[Supplied data]

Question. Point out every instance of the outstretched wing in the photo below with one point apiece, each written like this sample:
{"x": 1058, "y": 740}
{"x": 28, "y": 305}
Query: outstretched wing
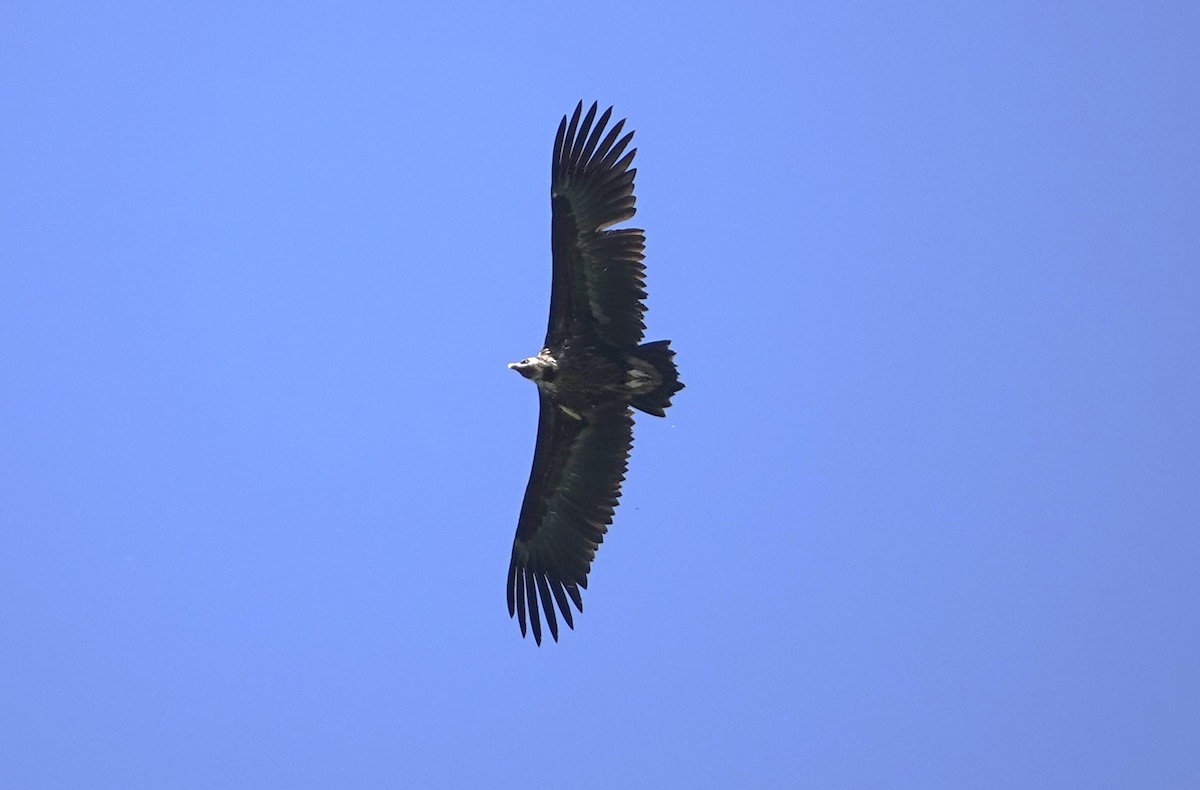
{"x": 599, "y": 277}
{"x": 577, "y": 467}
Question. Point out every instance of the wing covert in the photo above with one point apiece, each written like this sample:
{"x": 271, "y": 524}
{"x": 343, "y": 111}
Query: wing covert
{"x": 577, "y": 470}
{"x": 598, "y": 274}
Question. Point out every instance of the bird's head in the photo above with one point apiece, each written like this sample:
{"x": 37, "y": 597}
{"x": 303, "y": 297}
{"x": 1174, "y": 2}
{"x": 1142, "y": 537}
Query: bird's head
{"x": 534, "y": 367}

[/Supplied data]
[Supplied data]

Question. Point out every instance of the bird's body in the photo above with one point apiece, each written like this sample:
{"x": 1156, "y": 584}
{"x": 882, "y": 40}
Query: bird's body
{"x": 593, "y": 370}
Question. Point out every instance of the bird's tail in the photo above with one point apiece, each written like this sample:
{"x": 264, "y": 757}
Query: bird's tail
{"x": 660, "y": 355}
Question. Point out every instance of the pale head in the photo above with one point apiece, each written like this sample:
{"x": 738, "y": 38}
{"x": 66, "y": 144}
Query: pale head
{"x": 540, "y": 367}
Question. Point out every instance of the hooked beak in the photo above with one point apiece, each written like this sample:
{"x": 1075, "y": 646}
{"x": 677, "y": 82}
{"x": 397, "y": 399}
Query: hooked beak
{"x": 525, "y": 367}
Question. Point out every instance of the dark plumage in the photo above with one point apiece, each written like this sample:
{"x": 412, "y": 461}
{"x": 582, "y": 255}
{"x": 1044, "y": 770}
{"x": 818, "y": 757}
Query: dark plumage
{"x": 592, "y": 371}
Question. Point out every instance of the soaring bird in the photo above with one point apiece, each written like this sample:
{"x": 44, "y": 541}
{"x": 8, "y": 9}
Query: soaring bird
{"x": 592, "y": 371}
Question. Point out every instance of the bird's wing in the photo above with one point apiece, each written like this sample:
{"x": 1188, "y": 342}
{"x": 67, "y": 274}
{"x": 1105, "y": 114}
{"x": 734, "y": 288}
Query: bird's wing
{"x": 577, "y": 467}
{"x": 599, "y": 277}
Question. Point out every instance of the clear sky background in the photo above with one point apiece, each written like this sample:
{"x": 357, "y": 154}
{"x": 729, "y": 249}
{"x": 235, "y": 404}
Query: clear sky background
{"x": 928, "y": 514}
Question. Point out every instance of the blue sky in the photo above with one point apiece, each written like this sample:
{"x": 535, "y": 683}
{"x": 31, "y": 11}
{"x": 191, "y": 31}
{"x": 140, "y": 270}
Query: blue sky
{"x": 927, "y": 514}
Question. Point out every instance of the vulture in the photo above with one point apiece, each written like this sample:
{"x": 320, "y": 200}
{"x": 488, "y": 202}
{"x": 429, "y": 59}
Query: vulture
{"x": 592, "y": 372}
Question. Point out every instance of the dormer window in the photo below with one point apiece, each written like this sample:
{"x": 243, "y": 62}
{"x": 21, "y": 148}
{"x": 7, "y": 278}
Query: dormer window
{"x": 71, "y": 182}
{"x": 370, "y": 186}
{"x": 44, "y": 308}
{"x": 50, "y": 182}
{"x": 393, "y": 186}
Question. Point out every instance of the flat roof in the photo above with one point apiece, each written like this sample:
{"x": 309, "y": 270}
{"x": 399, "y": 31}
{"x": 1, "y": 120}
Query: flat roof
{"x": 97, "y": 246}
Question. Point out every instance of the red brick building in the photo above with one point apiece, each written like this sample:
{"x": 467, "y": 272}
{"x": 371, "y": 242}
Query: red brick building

[/Supplied data]
[Supplied data]

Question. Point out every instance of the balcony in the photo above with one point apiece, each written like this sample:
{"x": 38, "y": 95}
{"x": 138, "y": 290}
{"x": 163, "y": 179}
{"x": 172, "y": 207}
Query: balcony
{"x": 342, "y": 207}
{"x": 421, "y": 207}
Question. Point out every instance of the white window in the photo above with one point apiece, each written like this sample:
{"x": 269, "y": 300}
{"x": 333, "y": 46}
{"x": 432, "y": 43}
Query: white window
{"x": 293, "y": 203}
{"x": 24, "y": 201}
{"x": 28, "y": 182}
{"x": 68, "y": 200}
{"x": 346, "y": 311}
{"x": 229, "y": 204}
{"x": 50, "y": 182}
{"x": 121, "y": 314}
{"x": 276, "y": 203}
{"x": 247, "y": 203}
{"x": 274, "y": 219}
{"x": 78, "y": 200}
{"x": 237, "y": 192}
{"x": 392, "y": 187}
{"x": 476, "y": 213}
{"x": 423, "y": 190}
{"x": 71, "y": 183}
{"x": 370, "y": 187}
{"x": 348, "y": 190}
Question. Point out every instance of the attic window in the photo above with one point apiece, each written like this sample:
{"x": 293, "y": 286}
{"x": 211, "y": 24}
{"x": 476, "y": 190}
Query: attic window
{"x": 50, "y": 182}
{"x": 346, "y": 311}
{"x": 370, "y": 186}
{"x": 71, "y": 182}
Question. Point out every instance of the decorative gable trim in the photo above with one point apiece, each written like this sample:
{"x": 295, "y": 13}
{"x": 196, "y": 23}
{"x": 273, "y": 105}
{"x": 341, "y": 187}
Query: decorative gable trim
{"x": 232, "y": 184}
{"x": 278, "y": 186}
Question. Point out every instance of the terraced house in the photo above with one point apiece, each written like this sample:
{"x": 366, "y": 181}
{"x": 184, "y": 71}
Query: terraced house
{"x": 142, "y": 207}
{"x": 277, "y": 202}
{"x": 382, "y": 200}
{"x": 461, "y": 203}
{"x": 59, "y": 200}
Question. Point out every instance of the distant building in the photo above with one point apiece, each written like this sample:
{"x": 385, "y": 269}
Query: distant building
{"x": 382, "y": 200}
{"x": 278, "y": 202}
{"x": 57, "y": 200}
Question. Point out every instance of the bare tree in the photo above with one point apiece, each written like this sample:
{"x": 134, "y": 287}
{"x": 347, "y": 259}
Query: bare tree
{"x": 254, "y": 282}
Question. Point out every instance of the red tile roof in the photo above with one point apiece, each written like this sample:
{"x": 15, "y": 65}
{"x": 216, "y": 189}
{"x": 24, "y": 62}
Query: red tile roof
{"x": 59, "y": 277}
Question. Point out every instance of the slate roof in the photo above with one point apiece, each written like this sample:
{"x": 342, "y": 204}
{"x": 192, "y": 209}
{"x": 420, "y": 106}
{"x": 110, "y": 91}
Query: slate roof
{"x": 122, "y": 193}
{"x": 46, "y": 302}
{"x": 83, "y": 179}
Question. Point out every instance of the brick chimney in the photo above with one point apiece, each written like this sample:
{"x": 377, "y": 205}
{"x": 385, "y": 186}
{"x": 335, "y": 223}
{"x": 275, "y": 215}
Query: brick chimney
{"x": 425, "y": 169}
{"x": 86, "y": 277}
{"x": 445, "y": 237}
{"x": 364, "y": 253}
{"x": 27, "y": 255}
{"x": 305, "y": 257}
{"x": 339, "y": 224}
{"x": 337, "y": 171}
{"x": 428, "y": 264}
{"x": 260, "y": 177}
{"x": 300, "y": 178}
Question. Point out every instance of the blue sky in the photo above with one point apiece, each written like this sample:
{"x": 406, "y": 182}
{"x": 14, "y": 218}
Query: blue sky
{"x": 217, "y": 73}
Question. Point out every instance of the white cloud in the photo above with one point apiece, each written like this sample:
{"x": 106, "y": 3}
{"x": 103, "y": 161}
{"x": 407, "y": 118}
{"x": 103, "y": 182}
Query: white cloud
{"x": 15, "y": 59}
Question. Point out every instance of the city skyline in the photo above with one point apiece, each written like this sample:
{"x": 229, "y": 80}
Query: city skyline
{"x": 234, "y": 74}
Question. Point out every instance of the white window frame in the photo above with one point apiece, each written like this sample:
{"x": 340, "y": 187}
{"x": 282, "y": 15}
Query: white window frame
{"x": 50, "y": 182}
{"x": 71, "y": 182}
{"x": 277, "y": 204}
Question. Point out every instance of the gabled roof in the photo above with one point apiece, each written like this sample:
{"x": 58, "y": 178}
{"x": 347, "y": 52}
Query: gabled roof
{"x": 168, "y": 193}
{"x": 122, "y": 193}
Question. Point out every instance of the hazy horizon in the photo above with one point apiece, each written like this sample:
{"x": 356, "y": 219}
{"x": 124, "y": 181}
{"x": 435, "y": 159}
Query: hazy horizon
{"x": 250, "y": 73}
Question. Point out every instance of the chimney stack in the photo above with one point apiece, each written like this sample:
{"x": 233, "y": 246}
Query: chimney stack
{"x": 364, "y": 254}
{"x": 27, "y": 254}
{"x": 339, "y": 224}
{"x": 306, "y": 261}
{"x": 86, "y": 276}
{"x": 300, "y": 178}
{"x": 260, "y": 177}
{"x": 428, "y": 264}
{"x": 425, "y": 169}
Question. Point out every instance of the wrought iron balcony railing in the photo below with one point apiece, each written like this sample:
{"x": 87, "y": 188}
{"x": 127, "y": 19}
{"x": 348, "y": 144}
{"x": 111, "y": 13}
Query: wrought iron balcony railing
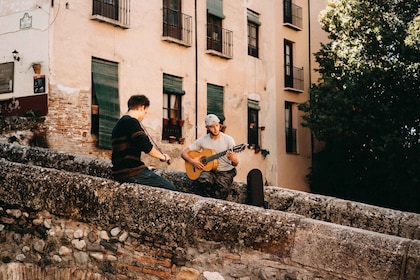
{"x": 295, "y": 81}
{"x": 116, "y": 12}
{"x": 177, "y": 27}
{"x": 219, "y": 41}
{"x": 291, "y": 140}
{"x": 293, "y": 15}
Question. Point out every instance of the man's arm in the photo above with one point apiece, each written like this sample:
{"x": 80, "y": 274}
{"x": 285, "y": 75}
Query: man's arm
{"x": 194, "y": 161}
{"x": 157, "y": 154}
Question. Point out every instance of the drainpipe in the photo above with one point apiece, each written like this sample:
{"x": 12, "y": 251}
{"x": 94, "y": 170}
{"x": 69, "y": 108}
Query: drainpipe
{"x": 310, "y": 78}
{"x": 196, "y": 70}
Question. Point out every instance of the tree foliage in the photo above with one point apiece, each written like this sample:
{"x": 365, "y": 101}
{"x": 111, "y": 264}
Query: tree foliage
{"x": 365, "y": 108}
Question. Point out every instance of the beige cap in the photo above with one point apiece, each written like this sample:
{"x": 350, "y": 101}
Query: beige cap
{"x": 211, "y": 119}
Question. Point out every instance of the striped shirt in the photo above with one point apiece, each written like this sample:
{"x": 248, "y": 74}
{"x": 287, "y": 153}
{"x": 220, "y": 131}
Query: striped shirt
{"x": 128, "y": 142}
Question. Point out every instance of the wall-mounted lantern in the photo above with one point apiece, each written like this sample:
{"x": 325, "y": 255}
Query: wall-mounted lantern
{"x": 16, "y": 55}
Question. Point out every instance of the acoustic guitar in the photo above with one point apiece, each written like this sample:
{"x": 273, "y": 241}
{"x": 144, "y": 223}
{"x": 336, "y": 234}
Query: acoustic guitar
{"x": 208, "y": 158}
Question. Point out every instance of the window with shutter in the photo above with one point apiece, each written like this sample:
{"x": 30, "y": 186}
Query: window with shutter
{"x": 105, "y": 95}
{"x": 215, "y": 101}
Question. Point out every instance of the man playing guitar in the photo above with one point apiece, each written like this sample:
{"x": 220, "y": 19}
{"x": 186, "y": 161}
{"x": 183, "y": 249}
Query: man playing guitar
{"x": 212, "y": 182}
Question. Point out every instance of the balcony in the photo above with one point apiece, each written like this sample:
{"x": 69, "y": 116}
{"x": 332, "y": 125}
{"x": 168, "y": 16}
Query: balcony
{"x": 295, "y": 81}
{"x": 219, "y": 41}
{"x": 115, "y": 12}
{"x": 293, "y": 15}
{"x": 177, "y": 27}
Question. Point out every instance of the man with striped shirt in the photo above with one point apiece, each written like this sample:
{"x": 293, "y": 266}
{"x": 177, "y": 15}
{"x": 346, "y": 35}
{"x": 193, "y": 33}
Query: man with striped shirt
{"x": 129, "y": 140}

[/Supplied data]

• **Task item**:
Search the data for the string "below" and copy each line where it appears.

• **Answer space**:
Question. Point out every instance of the outstretched wing in the photo below with one point apiece, each written like this sample:
Question. Point out every instance of the dormer window in the photo below with one point apiece, each written like this sample:
Question. Point out every instance of the wrought iron balcony railing in the photo below with one point apiece, each written like this sample:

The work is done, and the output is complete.